> Task
Work out how many lines of the data contain "stack" and reply with that number alone.

Source material: Begin

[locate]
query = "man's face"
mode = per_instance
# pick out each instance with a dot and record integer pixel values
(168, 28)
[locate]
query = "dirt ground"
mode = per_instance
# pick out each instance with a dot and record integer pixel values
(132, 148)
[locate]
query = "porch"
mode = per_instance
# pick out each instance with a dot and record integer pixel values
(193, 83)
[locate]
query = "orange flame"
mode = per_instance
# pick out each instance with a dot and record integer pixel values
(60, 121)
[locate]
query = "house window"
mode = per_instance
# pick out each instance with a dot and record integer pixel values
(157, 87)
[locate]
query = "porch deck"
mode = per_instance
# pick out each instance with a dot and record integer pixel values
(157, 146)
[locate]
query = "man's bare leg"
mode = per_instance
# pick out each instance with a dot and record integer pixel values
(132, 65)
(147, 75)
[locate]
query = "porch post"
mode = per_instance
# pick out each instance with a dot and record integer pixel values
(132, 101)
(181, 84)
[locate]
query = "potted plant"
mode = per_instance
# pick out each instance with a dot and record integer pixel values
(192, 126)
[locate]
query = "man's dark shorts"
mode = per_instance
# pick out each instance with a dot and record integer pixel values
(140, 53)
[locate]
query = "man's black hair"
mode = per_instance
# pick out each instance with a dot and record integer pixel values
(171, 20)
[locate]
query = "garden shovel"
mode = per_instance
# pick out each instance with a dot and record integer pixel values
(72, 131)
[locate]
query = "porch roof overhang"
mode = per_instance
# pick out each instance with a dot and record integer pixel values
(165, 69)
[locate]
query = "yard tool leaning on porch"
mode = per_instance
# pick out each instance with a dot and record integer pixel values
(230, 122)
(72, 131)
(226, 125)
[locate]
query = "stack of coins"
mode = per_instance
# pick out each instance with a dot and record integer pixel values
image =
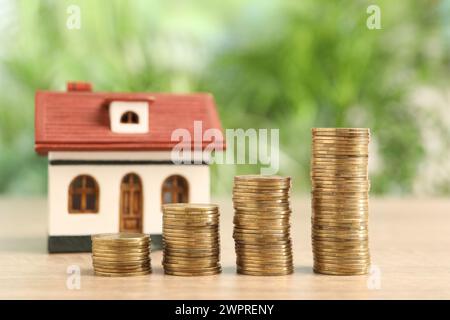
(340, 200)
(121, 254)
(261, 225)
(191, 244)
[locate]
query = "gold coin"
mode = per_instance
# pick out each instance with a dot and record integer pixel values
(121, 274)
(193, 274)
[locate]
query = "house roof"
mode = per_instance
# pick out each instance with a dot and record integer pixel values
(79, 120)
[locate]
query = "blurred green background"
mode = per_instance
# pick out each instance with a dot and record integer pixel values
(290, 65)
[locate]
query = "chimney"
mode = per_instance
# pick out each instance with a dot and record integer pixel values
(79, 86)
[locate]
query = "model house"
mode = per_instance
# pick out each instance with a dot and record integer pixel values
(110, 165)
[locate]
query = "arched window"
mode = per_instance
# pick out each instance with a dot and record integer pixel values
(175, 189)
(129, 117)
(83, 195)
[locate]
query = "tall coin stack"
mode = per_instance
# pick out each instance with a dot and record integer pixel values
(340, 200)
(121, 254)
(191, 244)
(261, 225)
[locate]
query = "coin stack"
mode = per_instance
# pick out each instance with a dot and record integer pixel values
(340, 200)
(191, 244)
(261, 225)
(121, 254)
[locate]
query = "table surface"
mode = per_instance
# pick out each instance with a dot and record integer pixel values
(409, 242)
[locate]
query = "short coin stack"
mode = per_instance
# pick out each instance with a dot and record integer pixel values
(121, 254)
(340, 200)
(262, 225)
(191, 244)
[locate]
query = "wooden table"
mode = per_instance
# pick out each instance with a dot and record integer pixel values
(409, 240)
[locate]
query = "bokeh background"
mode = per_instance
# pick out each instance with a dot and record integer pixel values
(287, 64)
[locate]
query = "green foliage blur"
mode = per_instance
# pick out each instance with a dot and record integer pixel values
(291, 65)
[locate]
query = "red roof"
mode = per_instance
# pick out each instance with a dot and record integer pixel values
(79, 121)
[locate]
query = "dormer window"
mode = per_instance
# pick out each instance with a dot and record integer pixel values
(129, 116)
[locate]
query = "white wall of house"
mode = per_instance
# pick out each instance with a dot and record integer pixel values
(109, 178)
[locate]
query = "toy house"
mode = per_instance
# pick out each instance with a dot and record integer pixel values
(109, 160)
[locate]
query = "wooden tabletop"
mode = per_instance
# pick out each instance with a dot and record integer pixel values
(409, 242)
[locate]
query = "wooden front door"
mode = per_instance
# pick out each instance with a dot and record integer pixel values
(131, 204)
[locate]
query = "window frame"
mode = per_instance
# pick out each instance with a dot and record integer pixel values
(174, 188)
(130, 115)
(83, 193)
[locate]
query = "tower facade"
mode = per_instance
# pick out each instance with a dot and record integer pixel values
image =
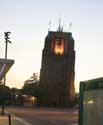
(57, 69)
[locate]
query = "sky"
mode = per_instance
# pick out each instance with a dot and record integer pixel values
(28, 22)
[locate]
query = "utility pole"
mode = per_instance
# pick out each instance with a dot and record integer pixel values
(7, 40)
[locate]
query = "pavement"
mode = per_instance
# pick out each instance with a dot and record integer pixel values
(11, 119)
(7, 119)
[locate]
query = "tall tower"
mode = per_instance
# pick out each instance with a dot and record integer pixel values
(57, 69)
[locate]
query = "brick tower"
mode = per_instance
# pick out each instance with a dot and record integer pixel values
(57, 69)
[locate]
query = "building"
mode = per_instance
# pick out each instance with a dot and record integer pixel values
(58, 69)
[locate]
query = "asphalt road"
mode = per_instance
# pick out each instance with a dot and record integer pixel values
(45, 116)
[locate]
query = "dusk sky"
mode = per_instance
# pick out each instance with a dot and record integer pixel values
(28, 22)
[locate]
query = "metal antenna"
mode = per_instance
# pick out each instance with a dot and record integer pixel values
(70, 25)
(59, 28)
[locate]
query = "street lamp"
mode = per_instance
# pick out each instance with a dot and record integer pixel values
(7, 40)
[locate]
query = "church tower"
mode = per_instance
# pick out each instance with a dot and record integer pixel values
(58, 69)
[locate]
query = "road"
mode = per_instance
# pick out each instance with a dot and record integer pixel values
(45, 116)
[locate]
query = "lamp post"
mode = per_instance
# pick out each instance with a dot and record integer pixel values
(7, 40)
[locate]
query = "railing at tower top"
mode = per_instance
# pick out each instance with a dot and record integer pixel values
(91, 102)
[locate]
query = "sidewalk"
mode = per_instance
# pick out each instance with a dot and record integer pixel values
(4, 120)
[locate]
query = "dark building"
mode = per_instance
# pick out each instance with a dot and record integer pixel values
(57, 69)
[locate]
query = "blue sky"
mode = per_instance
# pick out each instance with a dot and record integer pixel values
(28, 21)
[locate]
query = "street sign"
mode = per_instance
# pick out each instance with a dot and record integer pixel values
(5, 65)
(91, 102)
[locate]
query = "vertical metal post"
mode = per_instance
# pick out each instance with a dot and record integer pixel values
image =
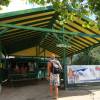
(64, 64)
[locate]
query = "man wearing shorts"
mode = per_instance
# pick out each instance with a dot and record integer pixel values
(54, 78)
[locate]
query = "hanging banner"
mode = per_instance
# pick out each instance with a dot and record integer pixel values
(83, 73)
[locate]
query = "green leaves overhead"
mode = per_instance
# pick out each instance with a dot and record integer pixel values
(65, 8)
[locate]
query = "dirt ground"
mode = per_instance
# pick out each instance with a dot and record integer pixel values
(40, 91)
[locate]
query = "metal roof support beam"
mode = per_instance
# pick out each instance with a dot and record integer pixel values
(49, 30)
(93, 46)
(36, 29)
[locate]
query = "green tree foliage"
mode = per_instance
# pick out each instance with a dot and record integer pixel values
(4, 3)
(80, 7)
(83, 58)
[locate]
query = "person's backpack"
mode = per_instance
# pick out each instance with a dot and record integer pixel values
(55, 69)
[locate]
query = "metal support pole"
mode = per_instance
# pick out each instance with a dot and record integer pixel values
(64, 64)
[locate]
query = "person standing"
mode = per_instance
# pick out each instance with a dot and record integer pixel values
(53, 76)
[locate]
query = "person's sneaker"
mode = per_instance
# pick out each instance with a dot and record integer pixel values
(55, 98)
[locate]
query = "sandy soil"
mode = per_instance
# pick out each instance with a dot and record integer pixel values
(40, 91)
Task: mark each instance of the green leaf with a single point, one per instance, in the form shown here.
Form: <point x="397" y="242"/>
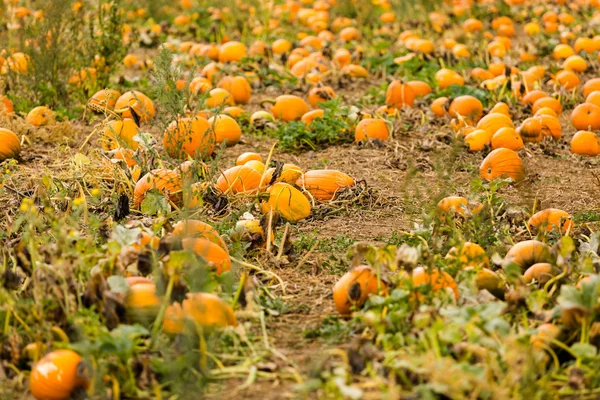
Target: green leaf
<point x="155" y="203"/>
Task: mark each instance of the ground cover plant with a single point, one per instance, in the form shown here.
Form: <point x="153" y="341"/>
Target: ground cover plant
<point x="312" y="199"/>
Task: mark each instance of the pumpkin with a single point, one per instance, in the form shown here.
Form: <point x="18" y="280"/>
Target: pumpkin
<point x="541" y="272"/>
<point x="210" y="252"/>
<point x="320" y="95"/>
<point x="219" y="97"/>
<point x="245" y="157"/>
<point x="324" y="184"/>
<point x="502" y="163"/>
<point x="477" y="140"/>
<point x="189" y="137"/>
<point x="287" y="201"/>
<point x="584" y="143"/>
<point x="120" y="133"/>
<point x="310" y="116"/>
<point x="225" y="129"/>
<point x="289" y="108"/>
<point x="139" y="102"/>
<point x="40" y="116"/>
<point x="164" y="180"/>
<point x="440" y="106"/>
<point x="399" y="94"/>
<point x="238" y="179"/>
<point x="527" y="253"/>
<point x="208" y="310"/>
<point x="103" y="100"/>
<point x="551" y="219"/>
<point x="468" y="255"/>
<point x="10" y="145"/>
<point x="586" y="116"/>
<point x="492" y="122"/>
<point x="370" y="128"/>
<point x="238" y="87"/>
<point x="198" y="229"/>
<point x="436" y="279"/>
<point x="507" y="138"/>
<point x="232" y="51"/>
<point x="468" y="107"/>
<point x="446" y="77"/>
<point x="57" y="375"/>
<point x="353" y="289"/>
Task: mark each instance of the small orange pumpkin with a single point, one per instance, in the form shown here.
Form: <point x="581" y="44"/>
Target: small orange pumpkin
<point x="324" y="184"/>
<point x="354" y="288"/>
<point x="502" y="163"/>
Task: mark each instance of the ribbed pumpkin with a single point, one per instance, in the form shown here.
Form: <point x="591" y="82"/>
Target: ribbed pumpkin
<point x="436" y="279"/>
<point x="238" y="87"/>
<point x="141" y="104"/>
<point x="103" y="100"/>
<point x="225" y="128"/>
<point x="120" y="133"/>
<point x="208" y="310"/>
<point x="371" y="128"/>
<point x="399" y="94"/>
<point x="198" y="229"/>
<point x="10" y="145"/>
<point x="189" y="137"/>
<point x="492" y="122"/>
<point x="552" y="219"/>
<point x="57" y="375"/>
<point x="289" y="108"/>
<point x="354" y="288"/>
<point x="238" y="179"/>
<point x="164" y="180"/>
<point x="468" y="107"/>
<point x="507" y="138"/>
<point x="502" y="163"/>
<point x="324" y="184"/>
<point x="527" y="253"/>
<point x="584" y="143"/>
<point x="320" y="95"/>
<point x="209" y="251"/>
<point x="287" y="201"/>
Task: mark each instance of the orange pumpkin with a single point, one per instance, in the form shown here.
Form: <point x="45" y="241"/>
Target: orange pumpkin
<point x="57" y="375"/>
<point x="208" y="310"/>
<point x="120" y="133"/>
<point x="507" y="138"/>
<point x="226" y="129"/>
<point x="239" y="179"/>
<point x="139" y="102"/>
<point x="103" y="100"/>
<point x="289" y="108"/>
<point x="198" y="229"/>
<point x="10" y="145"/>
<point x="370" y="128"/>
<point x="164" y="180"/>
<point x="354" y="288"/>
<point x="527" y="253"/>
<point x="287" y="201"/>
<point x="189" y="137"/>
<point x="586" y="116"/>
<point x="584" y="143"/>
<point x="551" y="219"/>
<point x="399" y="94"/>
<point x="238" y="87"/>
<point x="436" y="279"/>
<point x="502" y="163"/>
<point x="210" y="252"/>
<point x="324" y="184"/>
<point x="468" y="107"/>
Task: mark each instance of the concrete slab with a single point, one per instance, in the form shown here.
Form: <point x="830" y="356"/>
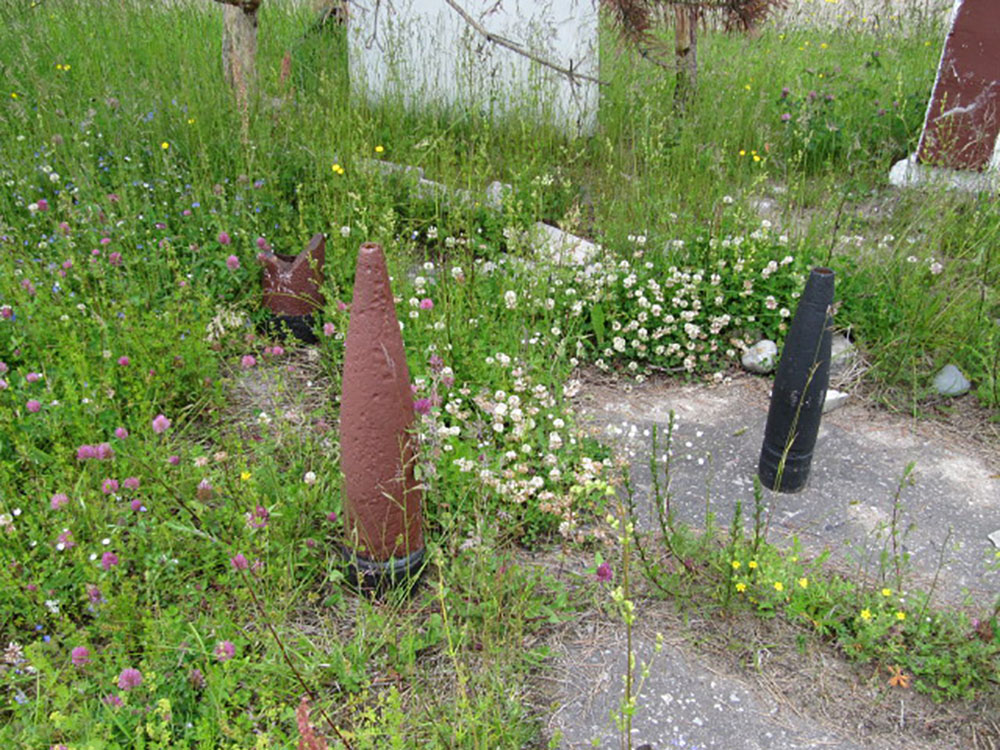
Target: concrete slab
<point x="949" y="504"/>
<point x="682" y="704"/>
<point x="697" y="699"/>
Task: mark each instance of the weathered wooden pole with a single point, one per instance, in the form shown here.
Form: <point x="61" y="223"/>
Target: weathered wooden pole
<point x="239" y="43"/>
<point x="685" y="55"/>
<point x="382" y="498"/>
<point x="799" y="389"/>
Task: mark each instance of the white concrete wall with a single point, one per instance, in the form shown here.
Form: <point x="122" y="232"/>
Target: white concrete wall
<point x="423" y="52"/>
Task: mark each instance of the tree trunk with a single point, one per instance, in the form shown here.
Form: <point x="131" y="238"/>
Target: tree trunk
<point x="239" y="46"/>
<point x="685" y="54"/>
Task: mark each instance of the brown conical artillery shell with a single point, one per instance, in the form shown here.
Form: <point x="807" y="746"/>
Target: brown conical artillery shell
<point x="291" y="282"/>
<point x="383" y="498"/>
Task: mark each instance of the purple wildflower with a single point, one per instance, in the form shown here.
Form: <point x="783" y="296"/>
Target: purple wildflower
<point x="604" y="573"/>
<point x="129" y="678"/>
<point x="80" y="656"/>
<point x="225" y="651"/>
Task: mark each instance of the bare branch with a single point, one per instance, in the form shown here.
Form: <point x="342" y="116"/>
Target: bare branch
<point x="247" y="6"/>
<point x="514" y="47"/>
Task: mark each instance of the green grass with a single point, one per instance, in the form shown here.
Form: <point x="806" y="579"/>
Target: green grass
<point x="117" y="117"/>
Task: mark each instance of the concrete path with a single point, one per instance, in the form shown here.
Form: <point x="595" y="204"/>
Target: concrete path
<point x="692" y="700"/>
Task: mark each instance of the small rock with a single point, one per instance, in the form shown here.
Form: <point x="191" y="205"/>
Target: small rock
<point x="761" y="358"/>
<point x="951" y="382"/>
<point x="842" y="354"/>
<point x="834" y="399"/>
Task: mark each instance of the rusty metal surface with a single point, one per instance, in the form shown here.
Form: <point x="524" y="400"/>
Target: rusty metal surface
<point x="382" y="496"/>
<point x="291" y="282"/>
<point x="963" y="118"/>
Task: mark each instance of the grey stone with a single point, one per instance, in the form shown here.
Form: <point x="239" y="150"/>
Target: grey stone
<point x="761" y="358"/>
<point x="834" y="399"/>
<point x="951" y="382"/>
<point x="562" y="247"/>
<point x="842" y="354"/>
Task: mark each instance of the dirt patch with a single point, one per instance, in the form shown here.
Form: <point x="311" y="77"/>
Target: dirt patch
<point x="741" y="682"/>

Source material: End

> Solution to the problem
4